**Aim of the task**:
Omit every image, and transcribe the remaining entries exactly as given.

**Input for this task**:
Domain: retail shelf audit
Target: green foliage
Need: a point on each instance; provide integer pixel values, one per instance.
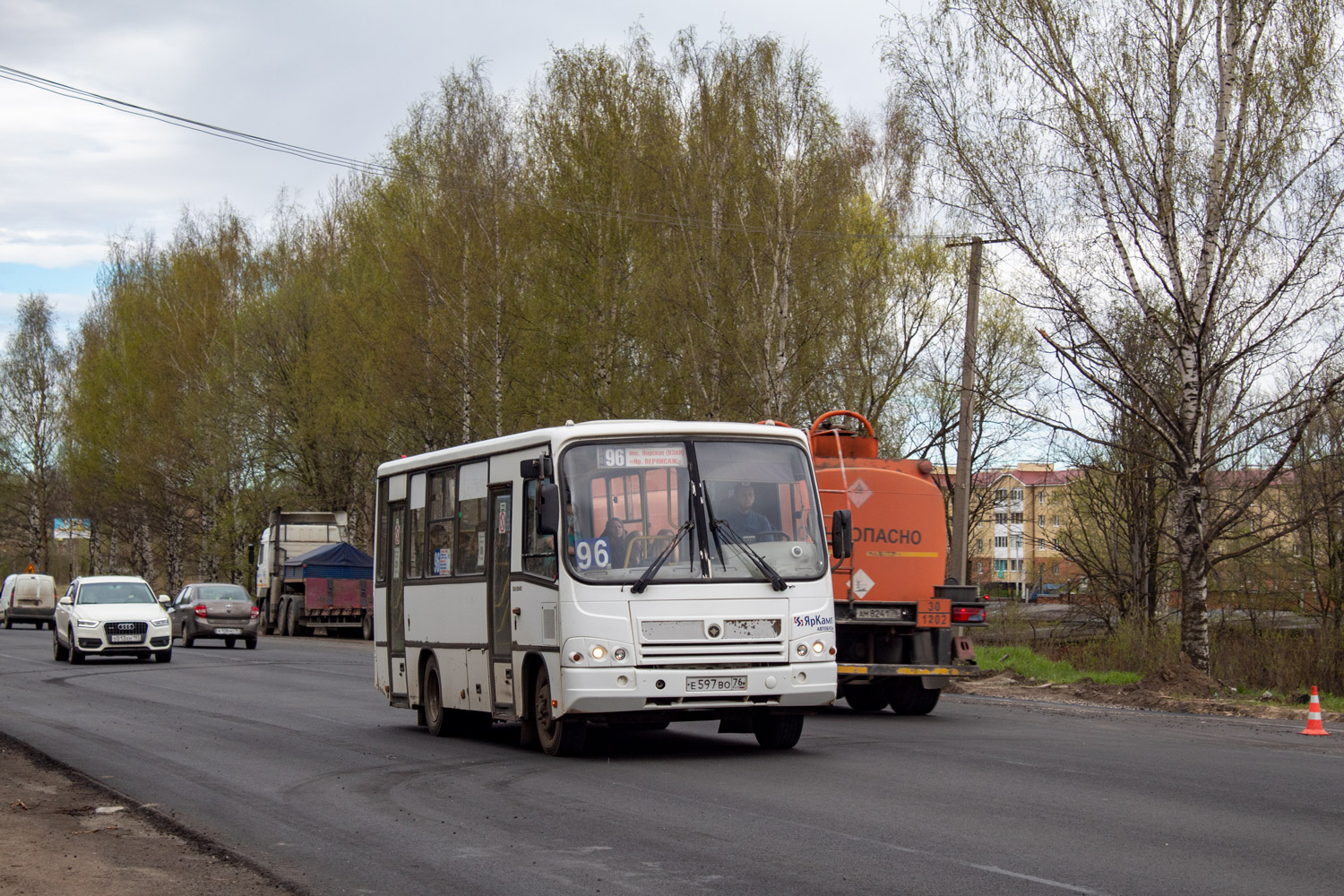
(693, 237)
(1030, 664)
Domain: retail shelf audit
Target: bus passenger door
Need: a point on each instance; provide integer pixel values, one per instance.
(395, 607)
(500, 551)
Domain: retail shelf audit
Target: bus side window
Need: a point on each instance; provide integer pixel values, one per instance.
(472, 519)
(538, 549)
(443, 509)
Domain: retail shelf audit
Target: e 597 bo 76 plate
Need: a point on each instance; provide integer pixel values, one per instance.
(718, 683)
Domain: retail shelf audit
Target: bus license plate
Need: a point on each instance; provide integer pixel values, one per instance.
(720, 683)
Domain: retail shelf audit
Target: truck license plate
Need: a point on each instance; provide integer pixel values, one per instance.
(935, 613)
(720, 683)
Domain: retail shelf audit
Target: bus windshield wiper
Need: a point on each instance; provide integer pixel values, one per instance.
(642, 582)
(733, 538)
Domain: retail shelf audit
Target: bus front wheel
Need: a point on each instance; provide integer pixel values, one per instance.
(558, 737)
(777, 732)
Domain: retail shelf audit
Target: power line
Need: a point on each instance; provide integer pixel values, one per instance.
(379, 169)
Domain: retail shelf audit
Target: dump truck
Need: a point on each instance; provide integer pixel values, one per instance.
(900, 621)
(309, 578)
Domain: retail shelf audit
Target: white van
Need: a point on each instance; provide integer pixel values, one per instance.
(29, 597)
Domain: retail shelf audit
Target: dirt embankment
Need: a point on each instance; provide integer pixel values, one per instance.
(1175, 688)
(62, 833)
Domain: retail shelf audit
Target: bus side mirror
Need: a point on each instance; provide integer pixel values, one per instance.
(841, 535)
(548, 508)
(537, 468)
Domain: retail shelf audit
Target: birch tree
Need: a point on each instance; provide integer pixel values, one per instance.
(1179, 158)
(32, 378)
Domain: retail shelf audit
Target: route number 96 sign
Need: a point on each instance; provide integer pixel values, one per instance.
(591, 554)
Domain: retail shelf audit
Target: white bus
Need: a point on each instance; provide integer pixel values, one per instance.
(691, 582)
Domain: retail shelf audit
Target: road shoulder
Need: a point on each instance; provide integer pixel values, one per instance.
(62, 831)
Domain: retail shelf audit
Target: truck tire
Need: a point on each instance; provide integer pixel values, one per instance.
(558, 737)
(866, 697)
(292, 616)
(913, 699)
(777, 732)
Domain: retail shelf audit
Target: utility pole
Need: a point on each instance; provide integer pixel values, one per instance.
(961, 489)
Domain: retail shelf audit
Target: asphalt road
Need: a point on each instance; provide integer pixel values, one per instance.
(288, 755)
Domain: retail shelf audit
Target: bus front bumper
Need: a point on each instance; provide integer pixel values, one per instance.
(634, 689)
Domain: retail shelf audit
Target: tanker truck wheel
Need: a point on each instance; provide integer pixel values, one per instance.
(866, 697)
(295, 610)
(913, 699)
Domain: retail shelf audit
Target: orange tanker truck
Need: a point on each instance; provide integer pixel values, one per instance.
(895, 613)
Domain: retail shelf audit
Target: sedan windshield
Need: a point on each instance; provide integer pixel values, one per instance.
(116, 592)
(648, 512)
(220, 592)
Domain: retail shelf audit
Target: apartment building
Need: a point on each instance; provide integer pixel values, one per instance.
(1013, 543)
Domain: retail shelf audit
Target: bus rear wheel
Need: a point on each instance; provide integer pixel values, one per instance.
(777, 732)
(866, 697)
(432, 702)
(558, 737)
(913, 699)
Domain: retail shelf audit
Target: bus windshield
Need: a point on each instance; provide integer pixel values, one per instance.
(690, 511)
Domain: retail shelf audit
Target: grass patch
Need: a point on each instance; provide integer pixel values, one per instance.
(1030, 664)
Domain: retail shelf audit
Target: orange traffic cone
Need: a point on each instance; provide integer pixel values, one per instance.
(1314, 718)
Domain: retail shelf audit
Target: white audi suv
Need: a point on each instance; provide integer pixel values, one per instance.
(110, 616)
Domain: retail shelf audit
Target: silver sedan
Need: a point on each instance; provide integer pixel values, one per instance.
(215, 610)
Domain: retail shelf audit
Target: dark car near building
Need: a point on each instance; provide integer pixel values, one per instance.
(215, 610)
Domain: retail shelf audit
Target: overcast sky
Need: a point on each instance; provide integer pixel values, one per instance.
(335, 75)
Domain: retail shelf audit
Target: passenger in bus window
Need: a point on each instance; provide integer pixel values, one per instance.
(440, 552)
(616, 540)
(739, 514)
(572, 528)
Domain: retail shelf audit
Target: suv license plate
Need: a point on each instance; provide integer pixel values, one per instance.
(722, 683)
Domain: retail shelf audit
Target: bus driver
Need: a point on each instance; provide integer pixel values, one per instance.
(741, 517)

**Output**:
Domain: retail shelf audit
Target: green foliage
Need: a point on each instance; provide integer pixel values, one per instance.
(693, 237)
(1030, 664)
Domain: retail shelf audit
Target: bus passenger door
Need: a point on each instance; provide integer pixel values, one per instance.
(395, 607)
(500, 551)
Domain: retail shelf audit
Target: bus side window
Need: a point on each instance; provide integer pixel values, one per instance.
(472, 519)
(538, 549)
(443, 509)
Domain: retail shelf audit
Target: e 597 bo 76 plate
Need: a point on each instance; provide integer pixel values, one per instance.
(718, 683)
Domain: retail shelf audit
Target: bus license plate
Need: a point on each instance; provide integer pixel values, one per instance.
(720, 683)
Domain: retail shelf audit
Target: truck license plate
Need: a point on each instance; provide integer pixel values, one per instance.
(935, 613)
(720, 683)
Domain: retail shelf audit
Target: bus windshield wiper
Need: a point on each instance; provide integer pixel values, one per instance.
(642, 582)
(733, 538)
Domain: retail shelf audit
Target: bus front wheel
Need: a point on each instance; provide integer pixel values, one per instance.
(558, 737)
(777, 732)
Domain: retail shelf audit
Target: power line
Need: a point on each instance; provide integer pixel values, one per instance.
(379, 169)
Domain: retail shelf audit
Target: dump truck
Need: a point on each instance; provide integer pixel values, one per instance.
(900, 621)
(309, 578)
Domain: retail shelf audit
Target: white van
Need: a point on each instance; provide integer pixel values, one per instance.
(29, 597)
Domain: retail shelf audit
Target: dirt embankment
Need: a point on each instance; provide integer pixel values, one per instance.
(1175, 688)
(62, 833)
Domain: retail shelf audit
Target: bus side mirror
Need: a point on each instance; provide integer pixel values, one per instance.
(841, 535)
(548, 508)
(537, 468)
Domain: retail shelf audit
Target: birch tree
Need: a point on each instance; provide integer pixel values, one per instance.
(1179, 158)
(32, 378)
Domain: retail shelf audit
Target: route number 96 sign
Need: a point on each instance; provide integer pixel values, one per instance.
(591, 554)
Domain: retail shelf audit
Target: white bus
Need: a point on each instance; provide integer pixel values, one per instance.
(691, 582)
Domain: retail shelf audit
Target: road shoulder
Need: a point on each instance; provide integer pixel values, one per instance.
(62, 831)
Domain: retail shelf audit
Target: truck tire
Need: a point on each instance; provide integer pixel values, one per instance.
(558, 737)
(866, 697)
(292, 616)
(913, 699)
(777, 732)
Domain: retail shelf audit
Target: utility pole
Need: a point on each instance; provide integer pixel values, one per instance.
(961, 489)
Domain: retail shelf audit
Target: asphalt road
Need: a point on each instance; provide integer pixel values, one per instance.
(288, 755)
Domain: retail shelf audit
Target: bus front bumper
Need: a point on each instance; provide integer pixel values, one per instance.
(634, 689)
Domain: retail shelf audit
Target: tanker truck wheel
Need: a point on each instance; provide integer pixel values, one per instance.
(866, 697)
(295, 610)
(913, 699)
Domain: retail shelf audit
Target: orange tanker truck
Need: a point on each instance; provide integer pixel values, one per instance.
(895, 613)
Domain: retail shelf audit
Target: sedan windshield
Need: a point on each instance; provide integer pixel values, one per instance.
(116, 592)
(648, 512)
(220, 592)
Domain: retail shelf audit
Target: apartment building
Need: a point on each instance; provide integer pixel values, one per instance.
(1013, 543)
Domain: retail shelf audit
Target: bus rear wheel
Need: a point on each instance; provide integer pixel values, one per instance.
(777, 732)
(866, 697)
(432, 702)
(558, 737)
(913, 699)
Domain: retail shelf audit
Target: bus windshield
Need: a point on each instance; provide integer pixel values, one per instance.
(690, 511)
Domain: retail shelf audit
Target: grass patch
Need: a point on each instance; provide integer pixel values, one per instance.
(1030, 664)
Domain: retail shelf audit
Target: orange traffic cone
Need: a point on each instance; provide integer pixel values, one per instance.
(1314, 718)
Domain: retail shelf audit
Target: white audi suv
Need: a point on each instance; provide integer pixel values, one per instance.
(110, 616)
Domain: retail shelf audit
Target: silver sedan
Need: a point on each instance; provide integer pixel values, one per instance.
(215, 610)
Domain: retail shelf audit
Target: dark car near building
Need: a point on each instance; provide integer pixel values, one per instance.
(215, 610)
Domain: retail shelf audit
Target: overcast sky
Need: a point on each instance; provide integer pixel values, one per instance.
(335, 75)
Domain: retail shelf audit
Target: passenger in bus window
Need: a point on each instance; provide integer pixel values, one per instance.
(440, 552)
(616, 540)
(739, 514)
(572, 528)
Domain: retail shelf audit
Target: suv license plate
Need: a point on each instance; provide integer pixel values, one per instance.
(722, 683)
Domain: retail shelf audit
Target: bus driver
Need: a point on each instance; provide integer pixel values, one per instance.
(741, 517)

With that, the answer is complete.